*Passage shown*:
====
Paddy Chayefsky is a veteran of what is now known as TV’s golden age, that period in the ’50s when there was original, live drama every night and when the networks, uncertain of where they were going, were willing to experiment with talent and quality. Though TV has expanded beyond all recognition and is technically light years beyond those pioneering days, it has, in Chayefsky’s view, entered its own dark ages. In its frantic race for ratings, it has become debased, an extension of a corporate way of life that Chayefsky sees “dehumanizing all of us. ” Last week Chayefsky talked to TIME about Network—and the real, unreal world of television. Excerpts:

People say to me: “Jesus, you moved into some pretty surreal satire.” I say: “No, I still write realistic stuff. It’s the world that’s gone nuts, not me. It’s the world that’s turned into a satire.” We never lied. Everything in the movie is true—with some extensions. It’s very hard to describe simply and realistically what is going on without being grotesque. I think the movie is right now.
====
*Your task*:
Reproduce word for word the stretch of the Chayefsky excerpt starting with "People say to" and going on through "is right now.". Draw only on the Chayefsky excerpt above.

Point labels for objects
====
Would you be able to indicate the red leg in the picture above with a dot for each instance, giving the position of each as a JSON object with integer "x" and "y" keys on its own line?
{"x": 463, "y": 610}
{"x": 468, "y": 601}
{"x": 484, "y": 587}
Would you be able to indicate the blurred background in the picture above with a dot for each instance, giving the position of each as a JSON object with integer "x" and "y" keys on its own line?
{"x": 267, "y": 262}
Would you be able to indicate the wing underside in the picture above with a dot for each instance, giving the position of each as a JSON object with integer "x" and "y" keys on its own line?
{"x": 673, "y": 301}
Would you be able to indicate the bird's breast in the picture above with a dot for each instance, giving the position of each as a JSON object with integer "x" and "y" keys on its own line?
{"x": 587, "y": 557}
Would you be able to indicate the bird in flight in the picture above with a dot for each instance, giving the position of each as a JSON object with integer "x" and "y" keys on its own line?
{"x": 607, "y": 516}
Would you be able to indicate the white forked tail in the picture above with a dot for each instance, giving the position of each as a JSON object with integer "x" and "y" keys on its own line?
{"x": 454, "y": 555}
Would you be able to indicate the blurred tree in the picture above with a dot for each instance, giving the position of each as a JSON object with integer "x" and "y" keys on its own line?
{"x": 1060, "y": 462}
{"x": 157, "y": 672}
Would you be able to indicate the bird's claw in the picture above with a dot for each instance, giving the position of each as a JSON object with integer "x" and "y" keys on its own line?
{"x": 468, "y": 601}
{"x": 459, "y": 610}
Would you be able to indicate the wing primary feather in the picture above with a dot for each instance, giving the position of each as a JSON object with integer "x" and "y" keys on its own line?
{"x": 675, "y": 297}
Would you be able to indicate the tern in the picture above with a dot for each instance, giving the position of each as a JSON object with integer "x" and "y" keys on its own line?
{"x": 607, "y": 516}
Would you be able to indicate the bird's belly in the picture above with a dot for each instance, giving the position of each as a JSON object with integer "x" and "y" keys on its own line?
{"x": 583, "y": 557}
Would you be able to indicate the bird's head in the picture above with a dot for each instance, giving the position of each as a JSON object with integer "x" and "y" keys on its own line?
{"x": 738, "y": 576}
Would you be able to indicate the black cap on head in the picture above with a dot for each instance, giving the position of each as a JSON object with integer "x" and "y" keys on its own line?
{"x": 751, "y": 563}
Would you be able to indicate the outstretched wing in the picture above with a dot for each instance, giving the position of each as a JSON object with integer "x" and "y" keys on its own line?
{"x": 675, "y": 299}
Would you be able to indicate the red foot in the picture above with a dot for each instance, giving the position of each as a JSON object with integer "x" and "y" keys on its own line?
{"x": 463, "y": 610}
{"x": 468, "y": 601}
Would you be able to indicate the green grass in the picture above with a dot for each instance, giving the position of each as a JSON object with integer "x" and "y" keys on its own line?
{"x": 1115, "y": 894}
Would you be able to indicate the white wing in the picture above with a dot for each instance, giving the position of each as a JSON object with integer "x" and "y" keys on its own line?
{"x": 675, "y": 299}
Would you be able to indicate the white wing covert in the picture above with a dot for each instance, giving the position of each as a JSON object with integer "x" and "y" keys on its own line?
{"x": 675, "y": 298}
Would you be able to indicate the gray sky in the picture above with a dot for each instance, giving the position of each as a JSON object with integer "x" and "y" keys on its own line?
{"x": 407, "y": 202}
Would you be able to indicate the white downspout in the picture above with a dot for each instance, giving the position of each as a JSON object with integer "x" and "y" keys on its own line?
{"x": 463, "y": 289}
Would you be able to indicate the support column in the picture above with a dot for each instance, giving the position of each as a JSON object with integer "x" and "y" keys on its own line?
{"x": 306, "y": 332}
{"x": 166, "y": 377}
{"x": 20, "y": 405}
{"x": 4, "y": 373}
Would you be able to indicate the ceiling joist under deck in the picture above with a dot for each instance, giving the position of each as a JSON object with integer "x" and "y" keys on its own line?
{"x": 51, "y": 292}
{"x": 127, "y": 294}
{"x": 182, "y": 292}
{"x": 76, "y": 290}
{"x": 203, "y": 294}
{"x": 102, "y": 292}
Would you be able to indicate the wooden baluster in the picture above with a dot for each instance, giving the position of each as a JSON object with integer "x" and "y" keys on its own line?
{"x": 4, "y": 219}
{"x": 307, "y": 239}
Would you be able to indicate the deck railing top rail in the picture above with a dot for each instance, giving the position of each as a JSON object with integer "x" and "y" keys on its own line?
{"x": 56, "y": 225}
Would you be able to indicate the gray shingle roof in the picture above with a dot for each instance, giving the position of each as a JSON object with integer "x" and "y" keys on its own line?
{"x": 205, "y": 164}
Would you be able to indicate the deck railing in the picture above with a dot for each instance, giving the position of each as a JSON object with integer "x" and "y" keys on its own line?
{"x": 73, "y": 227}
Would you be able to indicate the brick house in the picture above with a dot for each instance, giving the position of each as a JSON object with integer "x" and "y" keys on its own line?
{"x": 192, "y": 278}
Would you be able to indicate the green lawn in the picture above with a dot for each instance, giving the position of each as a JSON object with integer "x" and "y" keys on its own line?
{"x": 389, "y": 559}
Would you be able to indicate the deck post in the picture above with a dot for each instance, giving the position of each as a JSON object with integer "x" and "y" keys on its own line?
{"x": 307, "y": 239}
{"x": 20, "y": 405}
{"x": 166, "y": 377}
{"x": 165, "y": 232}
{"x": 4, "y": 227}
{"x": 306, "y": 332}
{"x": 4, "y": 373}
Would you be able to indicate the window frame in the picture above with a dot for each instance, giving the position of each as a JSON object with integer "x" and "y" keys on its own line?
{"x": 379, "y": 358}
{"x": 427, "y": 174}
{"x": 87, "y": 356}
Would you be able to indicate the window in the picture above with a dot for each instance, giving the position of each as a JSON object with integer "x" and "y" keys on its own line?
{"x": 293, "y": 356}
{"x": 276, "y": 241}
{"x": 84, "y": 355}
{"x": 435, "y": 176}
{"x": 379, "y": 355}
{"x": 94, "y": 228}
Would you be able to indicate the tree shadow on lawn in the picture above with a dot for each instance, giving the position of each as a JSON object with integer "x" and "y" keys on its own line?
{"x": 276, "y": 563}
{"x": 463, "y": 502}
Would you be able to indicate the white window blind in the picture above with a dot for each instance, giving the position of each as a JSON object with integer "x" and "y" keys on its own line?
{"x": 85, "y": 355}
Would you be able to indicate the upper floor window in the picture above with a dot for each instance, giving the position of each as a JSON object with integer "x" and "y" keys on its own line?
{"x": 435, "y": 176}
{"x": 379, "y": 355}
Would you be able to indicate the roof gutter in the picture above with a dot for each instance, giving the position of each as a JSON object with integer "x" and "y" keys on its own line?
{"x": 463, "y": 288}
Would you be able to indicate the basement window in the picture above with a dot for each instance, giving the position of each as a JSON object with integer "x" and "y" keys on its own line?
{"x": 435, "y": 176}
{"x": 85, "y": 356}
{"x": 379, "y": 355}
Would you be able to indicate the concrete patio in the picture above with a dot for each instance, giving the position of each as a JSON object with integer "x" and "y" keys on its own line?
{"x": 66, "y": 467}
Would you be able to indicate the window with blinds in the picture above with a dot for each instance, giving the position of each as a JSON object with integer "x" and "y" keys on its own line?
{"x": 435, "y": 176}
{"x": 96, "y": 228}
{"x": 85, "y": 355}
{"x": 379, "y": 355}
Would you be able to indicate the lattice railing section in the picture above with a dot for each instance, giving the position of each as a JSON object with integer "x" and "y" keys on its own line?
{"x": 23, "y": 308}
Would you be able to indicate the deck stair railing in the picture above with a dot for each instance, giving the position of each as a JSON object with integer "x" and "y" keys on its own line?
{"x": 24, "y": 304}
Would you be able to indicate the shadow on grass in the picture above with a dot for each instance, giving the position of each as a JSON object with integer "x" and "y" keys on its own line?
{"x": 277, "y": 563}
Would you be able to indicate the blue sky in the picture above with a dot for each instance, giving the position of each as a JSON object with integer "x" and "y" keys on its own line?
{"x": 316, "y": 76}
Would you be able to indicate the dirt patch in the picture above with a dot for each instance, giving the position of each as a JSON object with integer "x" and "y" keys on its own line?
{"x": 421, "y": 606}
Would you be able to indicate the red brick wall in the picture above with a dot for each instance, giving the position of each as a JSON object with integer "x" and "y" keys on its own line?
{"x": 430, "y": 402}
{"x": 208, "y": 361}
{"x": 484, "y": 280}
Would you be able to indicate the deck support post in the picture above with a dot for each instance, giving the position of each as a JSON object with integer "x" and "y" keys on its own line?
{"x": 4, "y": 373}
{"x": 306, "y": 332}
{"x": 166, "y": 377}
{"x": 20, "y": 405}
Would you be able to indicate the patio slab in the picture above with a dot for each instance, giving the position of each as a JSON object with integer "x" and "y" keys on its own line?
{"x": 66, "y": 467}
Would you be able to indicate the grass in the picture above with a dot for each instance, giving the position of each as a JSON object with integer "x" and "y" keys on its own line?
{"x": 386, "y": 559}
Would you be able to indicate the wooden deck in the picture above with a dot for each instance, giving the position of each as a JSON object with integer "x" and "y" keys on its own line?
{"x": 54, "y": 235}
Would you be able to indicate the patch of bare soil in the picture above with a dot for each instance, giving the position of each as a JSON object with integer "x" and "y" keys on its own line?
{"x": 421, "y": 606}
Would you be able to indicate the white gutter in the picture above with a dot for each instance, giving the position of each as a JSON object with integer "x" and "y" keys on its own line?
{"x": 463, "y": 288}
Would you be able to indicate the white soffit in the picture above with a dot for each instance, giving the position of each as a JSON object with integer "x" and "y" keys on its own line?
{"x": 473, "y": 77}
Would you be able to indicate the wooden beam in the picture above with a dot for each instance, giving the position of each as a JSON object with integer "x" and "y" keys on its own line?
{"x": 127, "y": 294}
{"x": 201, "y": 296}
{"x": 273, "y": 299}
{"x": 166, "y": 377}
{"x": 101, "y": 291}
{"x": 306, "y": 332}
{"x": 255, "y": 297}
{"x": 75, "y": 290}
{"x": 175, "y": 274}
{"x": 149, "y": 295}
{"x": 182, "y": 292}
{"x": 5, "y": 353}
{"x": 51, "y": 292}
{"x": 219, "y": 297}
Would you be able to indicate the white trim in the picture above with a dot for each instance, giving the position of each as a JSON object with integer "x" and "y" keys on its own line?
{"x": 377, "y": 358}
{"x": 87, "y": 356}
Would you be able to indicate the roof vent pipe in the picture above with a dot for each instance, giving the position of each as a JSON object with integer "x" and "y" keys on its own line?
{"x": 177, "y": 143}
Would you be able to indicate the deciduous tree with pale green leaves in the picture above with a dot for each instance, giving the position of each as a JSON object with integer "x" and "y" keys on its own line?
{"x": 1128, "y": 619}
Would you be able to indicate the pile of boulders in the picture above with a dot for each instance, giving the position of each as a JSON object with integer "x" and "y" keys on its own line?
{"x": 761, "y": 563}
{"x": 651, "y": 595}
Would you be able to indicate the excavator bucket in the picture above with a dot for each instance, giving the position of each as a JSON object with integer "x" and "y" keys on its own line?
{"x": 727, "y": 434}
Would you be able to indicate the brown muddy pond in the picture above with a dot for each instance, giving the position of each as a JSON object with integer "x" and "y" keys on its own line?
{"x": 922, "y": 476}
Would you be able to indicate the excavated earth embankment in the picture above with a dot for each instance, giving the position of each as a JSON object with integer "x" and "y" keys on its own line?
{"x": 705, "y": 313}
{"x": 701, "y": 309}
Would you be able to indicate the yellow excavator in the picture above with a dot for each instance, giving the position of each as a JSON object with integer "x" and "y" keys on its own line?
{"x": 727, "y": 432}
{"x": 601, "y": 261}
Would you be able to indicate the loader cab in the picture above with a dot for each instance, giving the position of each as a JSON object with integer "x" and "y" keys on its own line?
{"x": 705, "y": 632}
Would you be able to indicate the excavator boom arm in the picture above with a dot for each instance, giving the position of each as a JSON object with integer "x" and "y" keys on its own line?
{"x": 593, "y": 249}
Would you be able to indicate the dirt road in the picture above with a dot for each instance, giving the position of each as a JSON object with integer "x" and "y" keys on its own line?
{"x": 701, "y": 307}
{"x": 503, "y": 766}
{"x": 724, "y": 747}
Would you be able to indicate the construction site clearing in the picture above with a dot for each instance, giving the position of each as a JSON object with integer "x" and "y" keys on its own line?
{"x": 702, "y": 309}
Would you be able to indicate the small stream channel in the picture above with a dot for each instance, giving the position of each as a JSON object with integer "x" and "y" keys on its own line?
====
*Correct response*:
People say to me: “Jesus, you moved into some pretty surreal satire.” I say: “No, I still write realistic stuff. It’s the world that’s gone nuts, not me. It’s the world that’s turned into a satire.” We never lied. Everything in the movie is true—with some extensions. It’s very hard to describe simply and realistically what is going on without being grotesque. I think the movie is right now.